◆ ФРАГМЕНТ ДОКУМЕНТА ◆
______________________________

В тогдашней литературе эти лирические шедевры Николая Заболоцкого оказались «непроходными» — большинство из них пришли к читателю лишь десятилетие спустя.
«Живая людская душа…»
Ежедневная жизнь Николая Алексеевича Заболоцкого в подмосковном писательском посёлке меньше всего походила на дачный отдых. Житейские хлопоты, упорный труд в комнатке-кабинете — одна работа сменялась другой. Среди степенно прогуливающихся по тенистым улочкам Переделкина маститых мастеров слова: Федина и Каверина, Всеволода Иванова и Катаева, равно как и других, — Заболоцкого невозможно было бы встретить. Гулять попусту он не любил, да и вообще не понимал: к чему это? Дела частенько выдёргивали Заболоцкого из его дачной келейки под чердаком, и он тогда шагал на станцию, ехал на пригородном паровичке в столицу, а вечером, измотанный московской сутолокой, возвращался тем же путём домой, порой опрокинув «с устатку» рюмку-другую в пристанционном буфете. Проходя мимо кладбища на сосновом взгорке, он всякий раз видел у дороги недавнюю могилу лётчика, защищавшего в 1941-м Москву: потемневший деревянный пропеллер на постаменте, в обрывках траурных лент с неразличимыми уже словами. Кто он был, тот погибший воин? Наверняка молодой парень, толком и не успевший пожить…
Много людских судеб прошло за минувшие годы перед глазами поэта: далеко не одной трагедии он был свидетель и на Дальнем Востоке, и в алтайской степи, и в Караганде. Прежде — в дерзкой питерской молодости — Николай не очень-то различал предметы и живые существа, смотрел будто бы сквозь них — о чём прямо говорит его alter ego Лодейников: «я различаю только знаки». И сам поэт видел не столько конкретных людей, с их неповторимыми чертами, сколько некие знаки , условные выразители человеческих характеров. Ни в столбцах, ни в натурфилософских поэмах по-настоящему живых персонажей в общем-то нет — их заменяют яркие шаржированные маски, условные фигуры, обобщённые функции «человеков». Возможно, лишь близкие товарищи и друзья были для молодого Заболоцкого вполне полнокровными живыми людьми, не затронутыми бурной игрой воображения, да ещё любимые поэты, заново воплощённые в его сознании животворной силой своих стихов.

______________________________

◆ ЗАПИСИ ◆
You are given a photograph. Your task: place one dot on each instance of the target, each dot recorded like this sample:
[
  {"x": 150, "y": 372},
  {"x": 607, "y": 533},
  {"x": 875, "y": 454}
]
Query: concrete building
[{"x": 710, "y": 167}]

______________________________

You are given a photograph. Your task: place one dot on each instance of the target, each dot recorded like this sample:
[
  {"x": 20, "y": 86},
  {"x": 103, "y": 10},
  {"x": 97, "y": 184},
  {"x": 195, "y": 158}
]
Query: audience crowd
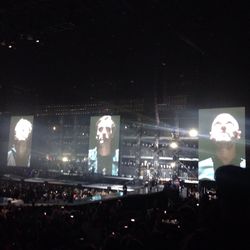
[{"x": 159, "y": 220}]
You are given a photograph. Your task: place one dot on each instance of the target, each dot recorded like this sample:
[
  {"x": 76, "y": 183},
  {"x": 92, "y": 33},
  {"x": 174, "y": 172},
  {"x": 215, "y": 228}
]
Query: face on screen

______________________________

◆ ЗАДАНИЕ 1 ◆
Перепечатайте из фрагмента о Заболоцком отрывок от слов «В тогдашней литературе» до слов «лишь десятилетие спустя.».
◆ ЗАДАНИЕ 2 ◆
Извлеките из записей все строки, в которых есть слово «Query», с учетом регистра букв.
Фрагмент о Заболоцком и записи никак между собой не связаны.

◆ ПРАВИЛЬНЫЙ ОТВЕТ 1 ◆
В тогдашней литературе эти лирические шедевры Николая Заболоцкого оказались «непроходными» — большинство из них пришли к читателю лишь десятилетие спустя.

◆ ПРАВИЛЬНЫЙ ОТВЕТ 2 ◆
Query: concrete building
Query: audience crowd
Query: face on screen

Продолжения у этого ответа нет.